What you will do =>
Could the lines from the one with "Exercise. Mark the hockey stick" through the end of the listing be restated exactly, with nothing else included?

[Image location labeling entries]
● ● ● ● ● ● ●
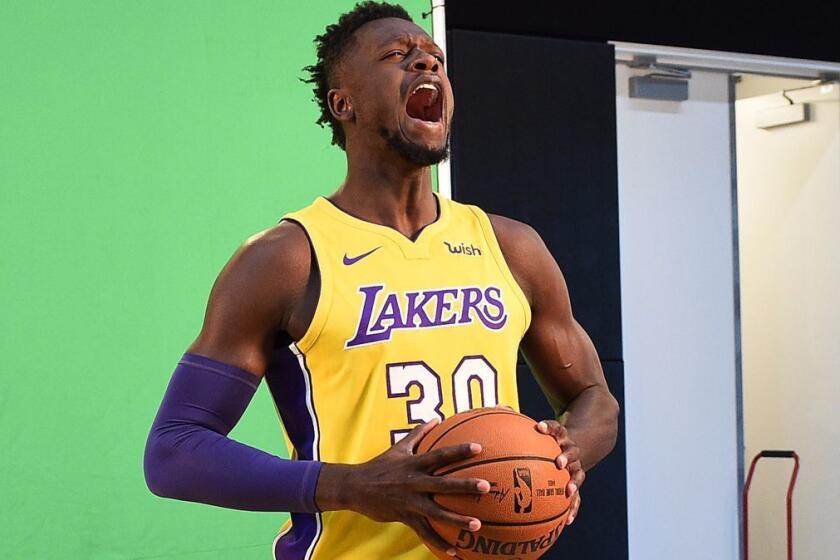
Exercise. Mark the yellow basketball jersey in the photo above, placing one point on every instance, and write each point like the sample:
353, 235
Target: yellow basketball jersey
404, 331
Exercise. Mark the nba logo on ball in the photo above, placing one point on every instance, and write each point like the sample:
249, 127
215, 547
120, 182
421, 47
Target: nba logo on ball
522, 490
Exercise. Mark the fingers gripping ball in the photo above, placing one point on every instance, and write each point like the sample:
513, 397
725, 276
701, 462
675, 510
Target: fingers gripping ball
526, 508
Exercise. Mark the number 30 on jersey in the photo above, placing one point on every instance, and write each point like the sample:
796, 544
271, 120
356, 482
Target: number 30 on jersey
402, 376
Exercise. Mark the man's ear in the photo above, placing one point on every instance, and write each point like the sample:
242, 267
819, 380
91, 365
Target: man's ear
340, 104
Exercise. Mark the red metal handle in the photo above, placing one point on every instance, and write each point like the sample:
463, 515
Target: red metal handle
771, 454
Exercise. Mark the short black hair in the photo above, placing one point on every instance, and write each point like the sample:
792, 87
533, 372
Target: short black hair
331, 45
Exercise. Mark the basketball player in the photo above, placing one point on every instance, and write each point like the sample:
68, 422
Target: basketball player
373, 314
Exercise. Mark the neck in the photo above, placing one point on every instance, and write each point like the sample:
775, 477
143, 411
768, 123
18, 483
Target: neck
392, 193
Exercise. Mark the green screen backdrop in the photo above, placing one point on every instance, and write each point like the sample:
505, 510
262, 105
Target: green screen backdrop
140, 144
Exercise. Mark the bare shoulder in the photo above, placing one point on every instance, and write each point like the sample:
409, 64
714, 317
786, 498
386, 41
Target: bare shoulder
258, 293
524, 251
514, 235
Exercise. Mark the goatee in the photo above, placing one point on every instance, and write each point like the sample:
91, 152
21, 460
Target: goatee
419, 155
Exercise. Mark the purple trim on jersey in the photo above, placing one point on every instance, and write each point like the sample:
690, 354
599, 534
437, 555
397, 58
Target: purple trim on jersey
286, 380
288, 389
294, 544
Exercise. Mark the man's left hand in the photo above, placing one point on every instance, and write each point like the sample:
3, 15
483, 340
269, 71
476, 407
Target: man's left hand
569, 459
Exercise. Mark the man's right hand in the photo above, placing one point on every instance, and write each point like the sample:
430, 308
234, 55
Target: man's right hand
397, 486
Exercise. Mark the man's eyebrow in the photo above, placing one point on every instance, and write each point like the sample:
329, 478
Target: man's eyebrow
406, 38
393, 39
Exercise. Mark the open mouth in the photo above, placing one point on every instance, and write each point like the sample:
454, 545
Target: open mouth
425, 103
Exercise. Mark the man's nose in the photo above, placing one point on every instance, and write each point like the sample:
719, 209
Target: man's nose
425, 62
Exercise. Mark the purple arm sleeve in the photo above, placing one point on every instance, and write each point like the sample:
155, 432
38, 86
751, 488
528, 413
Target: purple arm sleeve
189, 457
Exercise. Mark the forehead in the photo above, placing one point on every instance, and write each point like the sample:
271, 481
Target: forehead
381, 32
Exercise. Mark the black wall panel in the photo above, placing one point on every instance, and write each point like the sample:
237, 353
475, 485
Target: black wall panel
770, 28
534, 139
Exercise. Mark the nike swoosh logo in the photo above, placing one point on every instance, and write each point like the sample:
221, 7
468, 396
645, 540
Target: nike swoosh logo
353, 260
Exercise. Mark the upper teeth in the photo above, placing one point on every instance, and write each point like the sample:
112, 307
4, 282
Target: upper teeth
424, 86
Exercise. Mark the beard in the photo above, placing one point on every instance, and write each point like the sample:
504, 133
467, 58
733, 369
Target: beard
414, 153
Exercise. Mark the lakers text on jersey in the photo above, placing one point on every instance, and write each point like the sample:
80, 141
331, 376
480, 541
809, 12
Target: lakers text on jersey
404, 331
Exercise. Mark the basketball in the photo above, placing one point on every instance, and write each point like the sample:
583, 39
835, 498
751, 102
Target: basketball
526, 508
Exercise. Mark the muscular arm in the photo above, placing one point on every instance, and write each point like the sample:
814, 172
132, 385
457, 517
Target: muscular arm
188, 455
558, 350
269, 288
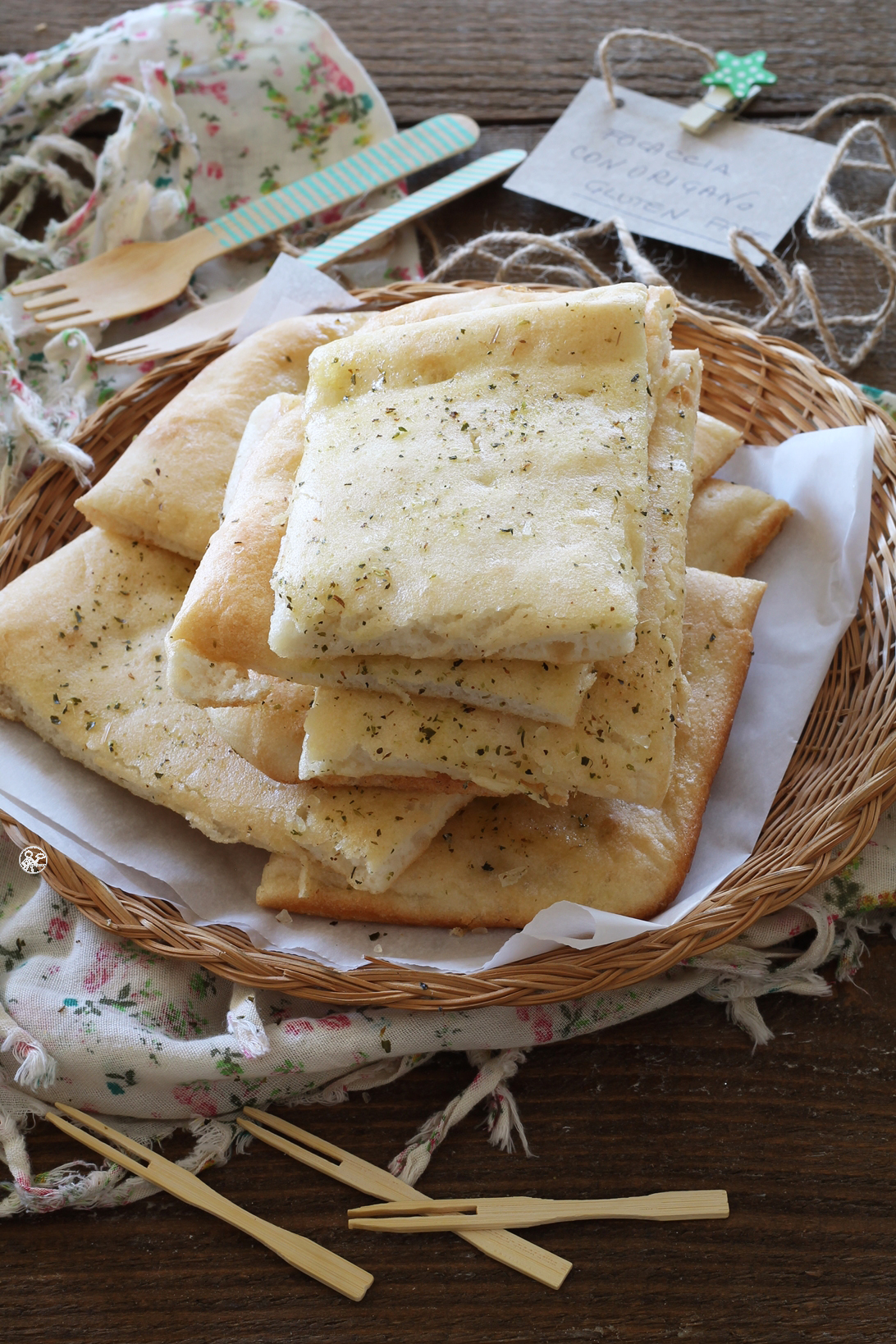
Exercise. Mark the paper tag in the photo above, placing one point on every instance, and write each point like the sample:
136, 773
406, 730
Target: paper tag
638, 164
292, 289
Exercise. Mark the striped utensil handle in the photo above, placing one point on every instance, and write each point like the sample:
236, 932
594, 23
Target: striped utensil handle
422, 145
418, 203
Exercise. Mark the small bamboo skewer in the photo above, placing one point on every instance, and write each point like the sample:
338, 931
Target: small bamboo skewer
299, 1251
451, 1215
501, 1246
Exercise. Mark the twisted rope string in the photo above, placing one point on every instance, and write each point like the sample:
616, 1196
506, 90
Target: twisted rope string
790, 293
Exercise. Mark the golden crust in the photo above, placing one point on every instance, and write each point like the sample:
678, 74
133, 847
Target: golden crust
82, 664
501, 862
731, 526
624, 738
168, 487
478, 449
712, 446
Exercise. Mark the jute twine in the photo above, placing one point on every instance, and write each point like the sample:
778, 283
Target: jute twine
789, 292
840, 779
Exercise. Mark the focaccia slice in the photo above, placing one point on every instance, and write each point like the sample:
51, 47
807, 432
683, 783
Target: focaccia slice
501, 862
551, 693
168, 486
82, 664
451, 464
218, 651
714, 444
731, 526
624, 738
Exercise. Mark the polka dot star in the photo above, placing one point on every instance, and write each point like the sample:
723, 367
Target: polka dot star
740, 73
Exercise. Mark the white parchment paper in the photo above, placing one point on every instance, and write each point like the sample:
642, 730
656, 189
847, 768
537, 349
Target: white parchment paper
814, 571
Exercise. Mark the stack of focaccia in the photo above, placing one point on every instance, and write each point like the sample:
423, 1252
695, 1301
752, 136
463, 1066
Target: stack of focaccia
441, 655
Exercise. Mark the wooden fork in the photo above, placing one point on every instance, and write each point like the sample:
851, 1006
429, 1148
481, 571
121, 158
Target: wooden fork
501, 1246
453, 1215
135, 277
223, 318
299, 1251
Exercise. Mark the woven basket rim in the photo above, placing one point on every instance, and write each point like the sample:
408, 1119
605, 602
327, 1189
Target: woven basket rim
825, 838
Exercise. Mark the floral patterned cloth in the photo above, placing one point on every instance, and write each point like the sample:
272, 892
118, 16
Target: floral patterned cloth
159, 1043
221, 101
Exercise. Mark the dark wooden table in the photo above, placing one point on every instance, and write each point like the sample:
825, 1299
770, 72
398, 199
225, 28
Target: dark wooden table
798, 1132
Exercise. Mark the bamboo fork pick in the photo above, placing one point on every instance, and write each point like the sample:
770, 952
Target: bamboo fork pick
299, 1251
504, 1247
451, 1215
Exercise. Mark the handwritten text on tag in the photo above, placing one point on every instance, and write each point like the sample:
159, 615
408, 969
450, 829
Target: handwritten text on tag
634, 162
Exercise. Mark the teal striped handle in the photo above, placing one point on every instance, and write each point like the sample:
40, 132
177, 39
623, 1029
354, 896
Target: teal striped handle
418, 203
422, 145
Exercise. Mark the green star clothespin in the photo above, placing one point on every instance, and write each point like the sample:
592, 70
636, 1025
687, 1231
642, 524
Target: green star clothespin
733, 85
739, 73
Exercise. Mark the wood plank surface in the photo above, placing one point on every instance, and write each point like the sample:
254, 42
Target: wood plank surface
798, 1132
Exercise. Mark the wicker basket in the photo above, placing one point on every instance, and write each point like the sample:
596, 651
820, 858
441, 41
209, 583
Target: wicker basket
840, 779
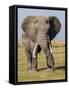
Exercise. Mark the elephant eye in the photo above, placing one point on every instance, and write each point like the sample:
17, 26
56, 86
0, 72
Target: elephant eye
47, 21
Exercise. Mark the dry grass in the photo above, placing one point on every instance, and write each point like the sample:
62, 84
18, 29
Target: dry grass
43, 74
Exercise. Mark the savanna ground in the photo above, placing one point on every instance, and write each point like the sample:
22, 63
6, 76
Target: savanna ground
42, 74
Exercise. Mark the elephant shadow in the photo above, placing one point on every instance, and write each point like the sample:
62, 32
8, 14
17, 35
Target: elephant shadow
56, 68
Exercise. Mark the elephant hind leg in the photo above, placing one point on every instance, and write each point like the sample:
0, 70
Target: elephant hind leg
29, 60
50, 59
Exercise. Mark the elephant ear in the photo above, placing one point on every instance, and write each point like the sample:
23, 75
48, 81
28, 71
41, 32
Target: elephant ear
55, 27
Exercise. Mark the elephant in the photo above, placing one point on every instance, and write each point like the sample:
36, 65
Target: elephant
37, 36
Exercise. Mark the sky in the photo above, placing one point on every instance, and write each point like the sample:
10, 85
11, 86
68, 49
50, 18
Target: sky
24, 12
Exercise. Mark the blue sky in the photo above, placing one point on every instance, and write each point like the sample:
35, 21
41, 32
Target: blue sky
24, 12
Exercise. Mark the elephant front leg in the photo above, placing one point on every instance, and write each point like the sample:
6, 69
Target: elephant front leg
29, 60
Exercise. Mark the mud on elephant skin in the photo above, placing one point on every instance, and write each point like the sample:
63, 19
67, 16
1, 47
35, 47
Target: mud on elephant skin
38, 33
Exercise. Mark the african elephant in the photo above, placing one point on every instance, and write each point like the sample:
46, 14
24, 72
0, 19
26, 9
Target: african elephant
38, 33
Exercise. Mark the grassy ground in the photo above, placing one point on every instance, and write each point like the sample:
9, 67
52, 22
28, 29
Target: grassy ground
43, 74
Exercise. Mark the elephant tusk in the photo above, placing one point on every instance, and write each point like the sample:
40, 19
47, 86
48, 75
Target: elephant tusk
34, 51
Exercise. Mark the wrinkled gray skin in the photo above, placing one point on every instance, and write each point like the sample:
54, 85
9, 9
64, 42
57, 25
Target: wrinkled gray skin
38, 33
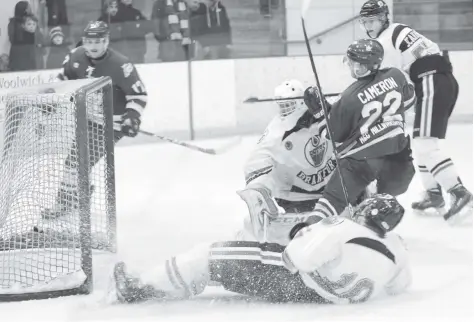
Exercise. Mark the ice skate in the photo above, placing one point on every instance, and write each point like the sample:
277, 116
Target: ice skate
461, 206
432, 204
262, 209
130, 289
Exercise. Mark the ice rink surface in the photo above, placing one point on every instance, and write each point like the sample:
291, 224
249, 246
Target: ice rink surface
170, 198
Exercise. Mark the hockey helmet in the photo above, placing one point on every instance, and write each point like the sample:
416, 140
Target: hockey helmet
96, 39
373, 8
382, 213
364, 57
96, 29
289, 95
373, 17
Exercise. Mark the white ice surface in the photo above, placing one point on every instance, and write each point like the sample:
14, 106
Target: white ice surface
170, 198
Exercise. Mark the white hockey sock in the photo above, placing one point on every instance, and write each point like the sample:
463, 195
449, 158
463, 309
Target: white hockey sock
434, 166
426, 177
182, 276
69, 180
324, 208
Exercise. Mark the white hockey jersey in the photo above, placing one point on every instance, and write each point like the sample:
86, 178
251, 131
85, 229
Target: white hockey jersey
291, 160
403, 45
345, 262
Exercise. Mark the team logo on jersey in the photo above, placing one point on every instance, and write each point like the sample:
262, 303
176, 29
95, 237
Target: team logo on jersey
127, 69
89, 71
315, 150
411, 38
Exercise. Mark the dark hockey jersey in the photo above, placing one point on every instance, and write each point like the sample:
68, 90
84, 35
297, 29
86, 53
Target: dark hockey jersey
128, 89
369, 118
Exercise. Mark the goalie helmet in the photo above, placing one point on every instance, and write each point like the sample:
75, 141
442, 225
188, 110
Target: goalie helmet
95, 39
286, 93
382, 213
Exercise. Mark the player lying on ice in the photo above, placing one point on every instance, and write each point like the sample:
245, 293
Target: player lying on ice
437, 91
368, 125
289, 169
326, 262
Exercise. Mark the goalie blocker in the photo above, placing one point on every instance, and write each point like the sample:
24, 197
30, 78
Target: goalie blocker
324, 263
42, 258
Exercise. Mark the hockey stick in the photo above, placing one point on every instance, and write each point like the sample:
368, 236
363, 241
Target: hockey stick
304, 10
254, 99
213, 151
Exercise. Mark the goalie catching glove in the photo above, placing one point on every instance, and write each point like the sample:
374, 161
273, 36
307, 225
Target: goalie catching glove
128, 123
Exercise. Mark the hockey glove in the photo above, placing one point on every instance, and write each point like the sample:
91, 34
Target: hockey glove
130, 122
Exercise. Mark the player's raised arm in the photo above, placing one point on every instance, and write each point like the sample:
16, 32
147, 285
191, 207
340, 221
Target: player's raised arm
136, 98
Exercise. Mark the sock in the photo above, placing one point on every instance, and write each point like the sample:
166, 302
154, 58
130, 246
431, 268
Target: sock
434, 167
325, 209
181, 276
443, 171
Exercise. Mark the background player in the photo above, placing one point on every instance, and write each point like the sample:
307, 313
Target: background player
● ● ● ● ● ● ●
Result of this exercise =>
Exercise. Mark the hockey stick in the photo above, placing one point on every instance, and write each point like the sample:
368, 236
363, 241
Target: hockey stick
304, 10
254, 99
213, 151
Exercise. Mark the goalie catching glove in the photo above, placing one point on every instance, and write each point like the sample:
374, 161
273, 36
307, 225
Target: goalie catching glove
128, 123
Exercise. Mark the hockey glove in the photo above, placing one point on every instance, and write each point like the sample:
91, 34
Target: hockey glove
130, 122
Exercise. Mark the player's raised arm in the photo above, placing one point on every instance, and write each point like the sample:
16, 32
147, 285
191, 207
340, 221
Target: player's raised arm
136, 98
Exercise. Mark the sock in the photo above, placing one point on every instance, and write each point like the sample:
166, 302
154, 58
130, 246
431, 268
Target: sock
434, 167
325, 209
181, 276
443, 171
Exercise. Mark the background player in the photo above, placing one point on every instance, and write each point like the sample:
307, 313
Target: background player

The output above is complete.